Package "BenchmarkTools"

A more reliable alternative for measuring execution time is provided by BenchmarkTools, which addresses the shortcomings of @time in several ways.

First, it reduces result variability by running operations multiple times and then computing summary statistics. It also measures the execution time of functions without compilation latency, since the package discards the first run for the reported timing. Additionally, the package allows users to explicitly control variable scope: by prefixing function arguments with the $ symbol, they're treated as local variables during a function call.

The package offers two macros, depending on the level of detail required: @btime, which only reports the minimum time, and @benchmark, which provides detailed statistics. Below, we demonstrate their use.

using BenchmarkTools

x = 1:100
@btime sum($x)        # provides minimum time only
Output in REPL
  2.314 ns (0 allocations: 0 bytes)
using BenchmarkTools

x = 1:100
@benchmark sum($x)    # provides more statistics than `@btime`
Output in REPL

In later sections, we'll exclusively benchmark functions. This means that you should always prefix the function arguments with $. Omitting $ will lead to inaccurate results, including incorrect reports of memory allocations.

The following example demonstrates the consequence of excluding $, where the runtimes reported are higher than the actual runtime.

using BenchmarkTools
x = rand(100)

-=-=-

SHORT TASK 1: According to the BenchmarkTools text, which macro reports only the minimum time?

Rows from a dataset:
-=-=-

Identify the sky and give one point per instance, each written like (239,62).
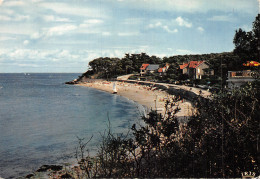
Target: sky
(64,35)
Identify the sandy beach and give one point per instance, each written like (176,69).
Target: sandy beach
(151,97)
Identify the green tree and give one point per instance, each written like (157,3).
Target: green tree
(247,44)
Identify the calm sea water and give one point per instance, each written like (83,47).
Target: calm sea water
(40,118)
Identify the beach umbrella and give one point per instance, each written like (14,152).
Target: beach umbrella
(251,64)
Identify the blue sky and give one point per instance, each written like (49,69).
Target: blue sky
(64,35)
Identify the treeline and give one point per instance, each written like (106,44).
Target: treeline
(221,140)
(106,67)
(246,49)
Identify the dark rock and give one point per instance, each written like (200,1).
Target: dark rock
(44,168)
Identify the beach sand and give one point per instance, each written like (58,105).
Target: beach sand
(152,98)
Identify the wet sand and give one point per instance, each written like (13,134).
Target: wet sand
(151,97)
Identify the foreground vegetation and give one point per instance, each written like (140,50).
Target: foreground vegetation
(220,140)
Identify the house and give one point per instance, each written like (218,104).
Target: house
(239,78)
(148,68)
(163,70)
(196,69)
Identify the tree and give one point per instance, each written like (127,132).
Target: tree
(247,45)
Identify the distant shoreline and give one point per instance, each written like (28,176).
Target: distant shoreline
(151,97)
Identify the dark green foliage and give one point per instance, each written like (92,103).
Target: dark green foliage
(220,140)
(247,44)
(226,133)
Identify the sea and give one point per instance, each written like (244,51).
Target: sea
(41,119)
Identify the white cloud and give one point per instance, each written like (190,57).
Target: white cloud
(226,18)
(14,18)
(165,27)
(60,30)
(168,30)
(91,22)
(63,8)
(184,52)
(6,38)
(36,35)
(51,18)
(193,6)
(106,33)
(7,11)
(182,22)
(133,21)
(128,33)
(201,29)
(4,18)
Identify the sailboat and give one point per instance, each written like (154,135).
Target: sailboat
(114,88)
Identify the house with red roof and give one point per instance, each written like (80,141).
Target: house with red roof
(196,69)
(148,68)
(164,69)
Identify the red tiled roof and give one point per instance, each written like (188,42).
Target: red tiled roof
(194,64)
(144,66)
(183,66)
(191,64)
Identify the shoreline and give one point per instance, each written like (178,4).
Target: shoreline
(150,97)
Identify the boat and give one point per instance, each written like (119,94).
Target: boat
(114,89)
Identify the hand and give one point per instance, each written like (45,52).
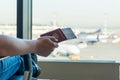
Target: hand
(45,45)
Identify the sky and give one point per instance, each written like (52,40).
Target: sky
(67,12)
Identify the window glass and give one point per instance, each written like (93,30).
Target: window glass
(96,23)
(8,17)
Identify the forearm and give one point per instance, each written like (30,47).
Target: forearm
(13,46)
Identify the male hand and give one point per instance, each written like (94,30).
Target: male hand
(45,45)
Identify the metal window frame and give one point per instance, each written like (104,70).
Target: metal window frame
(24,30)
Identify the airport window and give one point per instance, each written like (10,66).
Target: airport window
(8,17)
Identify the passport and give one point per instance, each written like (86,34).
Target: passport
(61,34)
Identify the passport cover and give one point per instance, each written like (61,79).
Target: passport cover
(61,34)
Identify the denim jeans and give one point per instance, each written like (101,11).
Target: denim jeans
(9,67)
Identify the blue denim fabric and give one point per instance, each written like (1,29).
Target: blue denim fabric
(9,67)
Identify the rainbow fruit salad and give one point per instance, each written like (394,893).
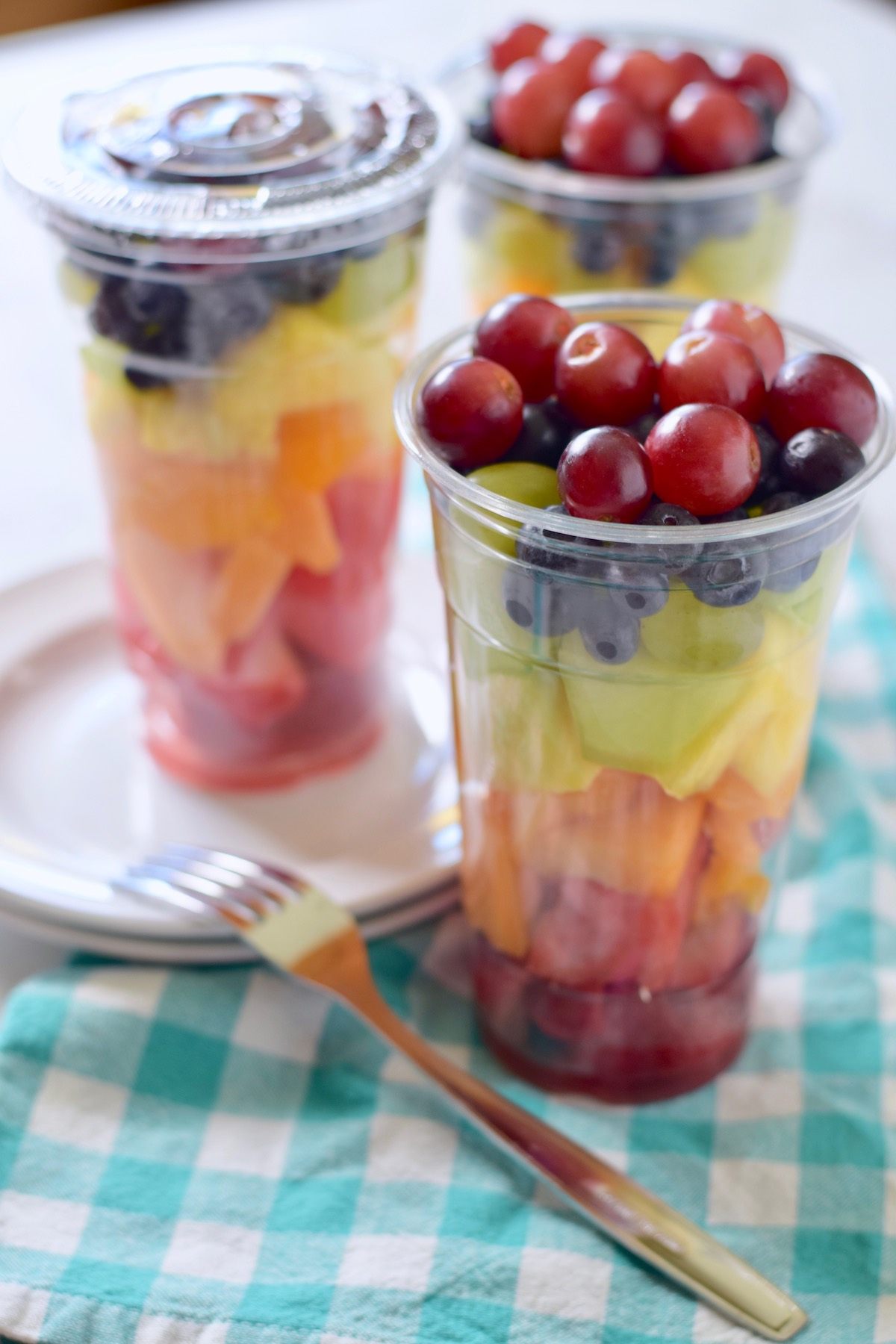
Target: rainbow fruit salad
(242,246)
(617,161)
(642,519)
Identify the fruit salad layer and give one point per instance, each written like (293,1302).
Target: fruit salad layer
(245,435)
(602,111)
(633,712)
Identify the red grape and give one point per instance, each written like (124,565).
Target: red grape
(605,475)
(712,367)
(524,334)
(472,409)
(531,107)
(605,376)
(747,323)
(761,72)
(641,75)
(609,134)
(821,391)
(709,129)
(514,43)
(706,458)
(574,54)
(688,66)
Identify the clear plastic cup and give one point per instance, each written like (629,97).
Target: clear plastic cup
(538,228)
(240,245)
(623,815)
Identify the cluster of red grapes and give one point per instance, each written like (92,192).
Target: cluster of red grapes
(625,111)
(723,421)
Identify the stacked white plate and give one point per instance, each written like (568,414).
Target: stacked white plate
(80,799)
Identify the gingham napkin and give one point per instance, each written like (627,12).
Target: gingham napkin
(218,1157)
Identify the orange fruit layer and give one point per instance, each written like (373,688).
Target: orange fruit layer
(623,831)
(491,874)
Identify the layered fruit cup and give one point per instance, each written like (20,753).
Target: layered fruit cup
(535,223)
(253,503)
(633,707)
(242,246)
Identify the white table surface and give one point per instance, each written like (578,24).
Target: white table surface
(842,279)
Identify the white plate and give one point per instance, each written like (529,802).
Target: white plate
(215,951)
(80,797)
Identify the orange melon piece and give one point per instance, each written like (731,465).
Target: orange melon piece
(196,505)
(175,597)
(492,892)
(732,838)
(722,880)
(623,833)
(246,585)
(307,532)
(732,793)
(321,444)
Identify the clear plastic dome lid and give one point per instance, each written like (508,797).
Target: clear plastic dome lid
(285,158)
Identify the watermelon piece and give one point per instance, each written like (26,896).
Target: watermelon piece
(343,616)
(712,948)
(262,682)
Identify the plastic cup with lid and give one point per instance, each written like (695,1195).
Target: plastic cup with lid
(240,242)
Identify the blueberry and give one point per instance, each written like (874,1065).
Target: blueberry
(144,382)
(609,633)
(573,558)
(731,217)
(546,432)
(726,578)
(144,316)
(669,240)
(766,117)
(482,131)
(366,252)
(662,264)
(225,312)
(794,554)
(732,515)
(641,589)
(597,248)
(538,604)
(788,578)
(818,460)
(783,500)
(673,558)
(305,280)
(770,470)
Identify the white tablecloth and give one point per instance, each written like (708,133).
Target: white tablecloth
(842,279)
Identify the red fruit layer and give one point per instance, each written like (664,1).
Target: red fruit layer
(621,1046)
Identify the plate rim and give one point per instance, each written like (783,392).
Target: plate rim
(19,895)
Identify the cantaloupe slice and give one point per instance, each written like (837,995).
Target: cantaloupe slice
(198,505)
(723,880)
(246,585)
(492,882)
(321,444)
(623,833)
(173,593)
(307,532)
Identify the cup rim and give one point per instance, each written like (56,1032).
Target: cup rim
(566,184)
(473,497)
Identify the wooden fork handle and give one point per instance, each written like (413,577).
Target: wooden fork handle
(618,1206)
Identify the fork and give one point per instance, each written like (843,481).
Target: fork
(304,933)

-=-=-

SHORT TASK 2: Reproduce the rows from the line containing "Identify the red fruit" through the final row, renaming "cup rim" as "mug rim" and keeping everything else the same.

COMPLETE OUTPUT 1: @btime reports only the minimum time.

COMPLETE OUTPUT 2:
Identify the red fruit layer and give one point per instance, each written like (664,1).
Target: red fruit layer
(621,1046)
Identify the plate rim and give one point per instance, each written like (783,392).
Target: plate rim
(19,895)
Identify the cantaloupe slice and give one point per instance, each written like (837,995).
Target: cantaloupe slice
(198,505)
(723,880)
(246,585)
(492,882)
(321,444)
(623,833)
(173,593)
(307,532)
Identify the mug rim and give one point per instance, each written like (56,1032).
Target: mug rim
(566,184)
(473,497)
Identify the wooden fork handle and give one point per instance, each written like (413,577).
Target: wooden fork handle
(618,1206)
Identify the fork and give one point per instance, each written like (843,481).
Target: fork
(304,933)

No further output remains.